*Given problem 1*
Please write out the essay on elite universities from "Conservatives commonly complain" up to and including "befriended and emulated.", word for word.
*Given problem 2*
Repeat the object detection rows from the line with "Annotation guideline — the target class is white banner." up to and including the line with "273;0;308;28", keeping every character unchanged.

*Passage to read*
Newsflash: Elite universities are supposed to produce elites. That’s their job.

Newsflash: Elite universities are supposed to produce elites. That’s their job. July 3, 2015

Connor Wood

Young graduate standing in front of university building

As I wrote last time, conservatives in the state government have been attacking the University of Wisconsin, where I went to college. Studying religion and ideology, I’ve come to appreciate many conservative and traditionalist perspectives. But this assault on the UW system raises a tough question: why is it that conservatives – including religious conservatives – often seem so bloody hostile toward higher education? Some might say that it’s because religious conservatives are Dark Ages throwbacks, but I think that some better answers might instead come from asking a more interesting and useful question: what is higher education for? What does higher education offer a rich, complex society like ours?

If we have a clear vision of higher education’s purpose, we might get better insight into why conservatives are often opposed to it. So let me make the parameters a bit more specific: let’s talk about elite higher education, which is what many conservatives complain about. In fact, “elite” is often used as a kind of curse word by conservatives when speaking about the Ivory Tower. But the word “elite” just means top-level, or high quality. For example, elite athletes play on Division I or professional teams, and elite military units are the most highly trained and skilled. So what are elite universities?

Definitions vary, but for simplicity’s sake let’s say they’re the ones most highly ranked in publications like the U.S. News and World Report rankings. These rankings are controversial, and rightfully so – they’ve helped turn higher education into a shallow, hyper-competitive adolescent rat race, where the quality of education doesn’t always match the brand name. But for our purposes, high rankings do identify the schools where students tend to come from the top of their high school classes, to score highly on standardized tests like the SAT or ACT, and to go on to high-status professional careers. Elite education is for people who excel, more or less, at academics.

Now that we’ve got our terms down, there are two points about elite higher education that we, as a society, need to face up to. It’ll make us uncomfortable, but we’ve got to do it. You’ll thank me later.

1. Elite universities – including top state universities, like the University of Wisconsin-Madison or the University of North Carolina-Chapel Hill – produce elites. That’s their job.

Conservatives commonly complain about what they call the “politics of envy” – class-based resentment against the top of the economic ladder. According to conservative wisdom, you can’t advance yourself in the world if you’re too busy resenting exactly the sort of person you’d become if you bettered yourself. There’s some truth to this; anyone who’s ever successfully worked through an insecure adolescence and come out on the other side knows that envying your self-confident peers is a lousy way to get over your own insecurity. In fact, envy can directly block you from maximizing your own talents, looking out for others, and mastering the other habits that can actually produce self-confidence – in no small part because envy turns your best peer exemplars into rivals to be sulked at rather than models to be befriended and emulated.

Object detection data
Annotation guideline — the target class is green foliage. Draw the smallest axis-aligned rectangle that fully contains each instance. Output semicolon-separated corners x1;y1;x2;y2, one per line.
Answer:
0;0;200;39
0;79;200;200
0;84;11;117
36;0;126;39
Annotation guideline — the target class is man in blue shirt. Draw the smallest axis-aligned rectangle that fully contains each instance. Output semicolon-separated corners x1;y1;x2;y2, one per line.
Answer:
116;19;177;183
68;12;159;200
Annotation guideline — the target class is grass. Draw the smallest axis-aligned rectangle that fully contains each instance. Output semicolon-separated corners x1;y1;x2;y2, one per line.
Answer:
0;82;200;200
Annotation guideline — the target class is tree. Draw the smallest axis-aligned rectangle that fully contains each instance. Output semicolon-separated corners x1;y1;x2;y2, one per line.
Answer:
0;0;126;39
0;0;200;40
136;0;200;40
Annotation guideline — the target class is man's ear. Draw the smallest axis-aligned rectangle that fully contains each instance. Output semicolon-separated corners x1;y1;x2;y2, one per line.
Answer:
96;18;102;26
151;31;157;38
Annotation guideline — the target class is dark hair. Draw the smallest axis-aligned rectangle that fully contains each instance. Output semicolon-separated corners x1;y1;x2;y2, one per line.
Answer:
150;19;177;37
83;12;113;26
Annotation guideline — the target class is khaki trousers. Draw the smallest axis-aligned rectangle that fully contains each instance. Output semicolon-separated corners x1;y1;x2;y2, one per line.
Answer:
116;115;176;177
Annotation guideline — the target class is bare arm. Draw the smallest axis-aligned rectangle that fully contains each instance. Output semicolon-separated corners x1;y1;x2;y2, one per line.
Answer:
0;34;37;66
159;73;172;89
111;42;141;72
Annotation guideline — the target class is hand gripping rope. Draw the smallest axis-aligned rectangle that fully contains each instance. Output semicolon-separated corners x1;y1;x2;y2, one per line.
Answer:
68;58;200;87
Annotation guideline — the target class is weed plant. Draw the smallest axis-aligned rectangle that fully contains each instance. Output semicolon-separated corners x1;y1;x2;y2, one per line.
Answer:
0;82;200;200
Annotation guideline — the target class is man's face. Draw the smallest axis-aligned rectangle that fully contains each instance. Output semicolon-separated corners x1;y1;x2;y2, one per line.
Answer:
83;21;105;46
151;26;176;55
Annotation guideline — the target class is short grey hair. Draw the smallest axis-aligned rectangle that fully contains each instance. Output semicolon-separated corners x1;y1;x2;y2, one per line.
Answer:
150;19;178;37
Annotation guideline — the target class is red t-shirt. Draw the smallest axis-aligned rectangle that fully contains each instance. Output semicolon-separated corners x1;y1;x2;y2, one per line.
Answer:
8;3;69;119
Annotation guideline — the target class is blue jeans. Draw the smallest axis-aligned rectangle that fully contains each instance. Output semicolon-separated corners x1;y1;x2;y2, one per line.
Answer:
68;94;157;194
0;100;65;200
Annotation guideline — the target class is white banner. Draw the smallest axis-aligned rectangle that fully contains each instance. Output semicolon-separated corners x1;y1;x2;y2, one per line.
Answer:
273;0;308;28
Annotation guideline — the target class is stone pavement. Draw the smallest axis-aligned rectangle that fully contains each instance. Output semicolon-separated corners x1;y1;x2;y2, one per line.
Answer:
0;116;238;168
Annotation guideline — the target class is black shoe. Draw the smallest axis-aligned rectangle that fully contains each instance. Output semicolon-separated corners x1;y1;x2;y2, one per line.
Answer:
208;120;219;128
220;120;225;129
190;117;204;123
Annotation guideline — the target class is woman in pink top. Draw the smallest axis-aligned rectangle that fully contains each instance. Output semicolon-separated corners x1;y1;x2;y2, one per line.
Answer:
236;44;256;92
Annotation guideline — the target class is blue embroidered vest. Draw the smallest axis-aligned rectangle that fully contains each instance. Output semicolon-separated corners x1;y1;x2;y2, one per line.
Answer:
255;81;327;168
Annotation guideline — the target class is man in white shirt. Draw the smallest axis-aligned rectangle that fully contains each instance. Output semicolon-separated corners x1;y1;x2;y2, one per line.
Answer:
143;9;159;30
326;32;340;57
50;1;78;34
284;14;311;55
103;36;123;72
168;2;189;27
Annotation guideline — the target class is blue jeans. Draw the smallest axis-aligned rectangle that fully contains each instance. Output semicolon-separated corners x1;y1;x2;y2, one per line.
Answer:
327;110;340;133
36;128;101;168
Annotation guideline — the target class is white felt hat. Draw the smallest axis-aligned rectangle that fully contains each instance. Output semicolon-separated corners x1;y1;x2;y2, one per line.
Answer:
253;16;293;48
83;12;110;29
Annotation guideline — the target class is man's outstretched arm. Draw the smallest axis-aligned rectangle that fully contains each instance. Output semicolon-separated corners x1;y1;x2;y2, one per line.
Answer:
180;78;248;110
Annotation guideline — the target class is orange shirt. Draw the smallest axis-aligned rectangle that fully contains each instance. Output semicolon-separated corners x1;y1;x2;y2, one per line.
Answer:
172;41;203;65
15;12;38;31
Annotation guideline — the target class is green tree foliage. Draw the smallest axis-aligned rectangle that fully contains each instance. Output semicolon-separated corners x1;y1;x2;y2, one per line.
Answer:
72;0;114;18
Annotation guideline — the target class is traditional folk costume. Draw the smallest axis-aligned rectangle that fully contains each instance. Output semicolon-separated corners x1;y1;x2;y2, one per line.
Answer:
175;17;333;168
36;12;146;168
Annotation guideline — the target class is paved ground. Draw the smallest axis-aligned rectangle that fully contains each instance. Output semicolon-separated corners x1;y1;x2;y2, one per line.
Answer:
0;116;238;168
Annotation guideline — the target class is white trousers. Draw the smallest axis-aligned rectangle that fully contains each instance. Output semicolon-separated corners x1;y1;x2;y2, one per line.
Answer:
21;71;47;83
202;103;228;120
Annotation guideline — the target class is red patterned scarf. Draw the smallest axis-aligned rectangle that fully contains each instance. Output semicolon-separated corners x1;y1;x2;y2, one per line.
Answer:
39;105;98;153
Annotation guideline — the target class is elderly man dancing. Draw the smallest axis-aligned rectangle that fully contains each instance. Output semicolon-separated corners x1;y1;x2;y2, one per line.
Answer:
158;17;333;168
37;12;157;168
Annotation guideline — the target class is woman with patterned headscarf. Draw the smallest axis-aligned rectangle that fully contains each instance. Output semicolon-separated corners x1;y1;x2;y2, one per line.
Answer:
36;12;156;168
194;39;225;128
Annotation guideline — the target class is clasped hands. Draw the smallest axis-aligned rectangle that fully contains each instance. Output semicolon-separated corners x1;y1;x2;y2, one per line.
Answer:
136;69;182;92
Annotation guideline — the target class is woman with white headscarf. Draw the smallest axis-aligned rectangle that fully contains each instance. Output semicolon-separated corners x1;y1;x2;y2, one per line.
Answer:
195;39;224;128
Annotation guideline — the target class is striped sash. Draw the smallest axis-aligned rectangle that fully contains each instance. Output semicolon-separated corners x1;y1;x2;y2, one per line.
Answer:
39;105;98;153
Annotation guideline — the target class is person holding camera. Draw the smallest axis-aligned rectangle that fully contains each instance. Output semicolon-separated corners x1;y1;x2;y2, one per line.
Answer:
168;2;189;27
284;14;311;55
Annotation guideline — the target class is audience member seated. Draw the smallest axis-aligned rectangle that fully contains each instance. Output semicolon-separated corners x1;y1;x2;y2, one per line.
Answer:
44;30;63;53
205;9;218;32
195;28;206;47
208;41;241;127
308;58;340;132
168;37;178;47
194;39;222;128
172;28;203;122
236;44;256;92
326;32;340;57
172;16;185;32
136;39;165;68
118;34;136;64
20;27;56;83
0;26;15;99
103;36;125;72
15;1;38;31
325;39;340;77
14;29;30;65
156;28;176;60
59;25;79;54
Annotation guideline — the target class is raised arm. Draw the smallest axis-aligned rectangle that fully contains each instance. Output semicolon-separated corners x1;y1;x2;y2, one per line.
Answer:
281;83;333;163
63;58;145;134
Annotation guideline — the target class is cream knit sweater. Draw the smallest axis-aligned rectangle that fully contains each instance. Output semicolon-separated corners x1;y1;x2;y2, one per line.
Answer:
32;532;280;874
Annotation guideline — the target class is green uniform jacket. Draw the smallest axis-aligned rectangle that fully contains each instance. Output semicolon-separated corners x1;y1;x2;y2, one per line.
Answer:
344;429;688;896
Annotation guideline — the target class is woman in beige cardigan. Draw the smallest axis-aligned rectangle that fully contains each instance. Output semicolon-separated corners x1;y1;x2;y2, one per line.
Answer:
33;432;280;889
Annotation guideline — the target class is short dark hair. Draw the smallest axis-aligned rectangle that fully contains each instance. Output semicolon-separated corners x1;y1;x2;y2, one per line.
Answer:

*Solution 1*
Conservatives commonly complain about what they call the “politics of envy” – class-based resentment against the top of the economic ladder. According to conservative wisdom, you can’t advance yourself in the world if you’re too busy resenting exactly the sort of person you’d become if you bettered yourself. There’s some truth to this; anyone who’s ever successfully worked through an insecure adolescence and come out on the other side knows that envying your self-confident peers is a lousy way to get over your own insecurity. In fact, envy can directly block you from maximizing your own talents, looking out for others, and mastering the other habits that can actually produce self-confidence – in no small part because envy turns your best peer exemplars into rivals to be sulked at rather than models to be befriended and emulated.

*Solution 2*
Annotation guideline — the target class is white banner. Draw the smallest axis-aligned rectangle that fully contains each instance. Output semicolon-separated corners x1;y1;x2;y2, one per line.
Answer:
273;0;308;28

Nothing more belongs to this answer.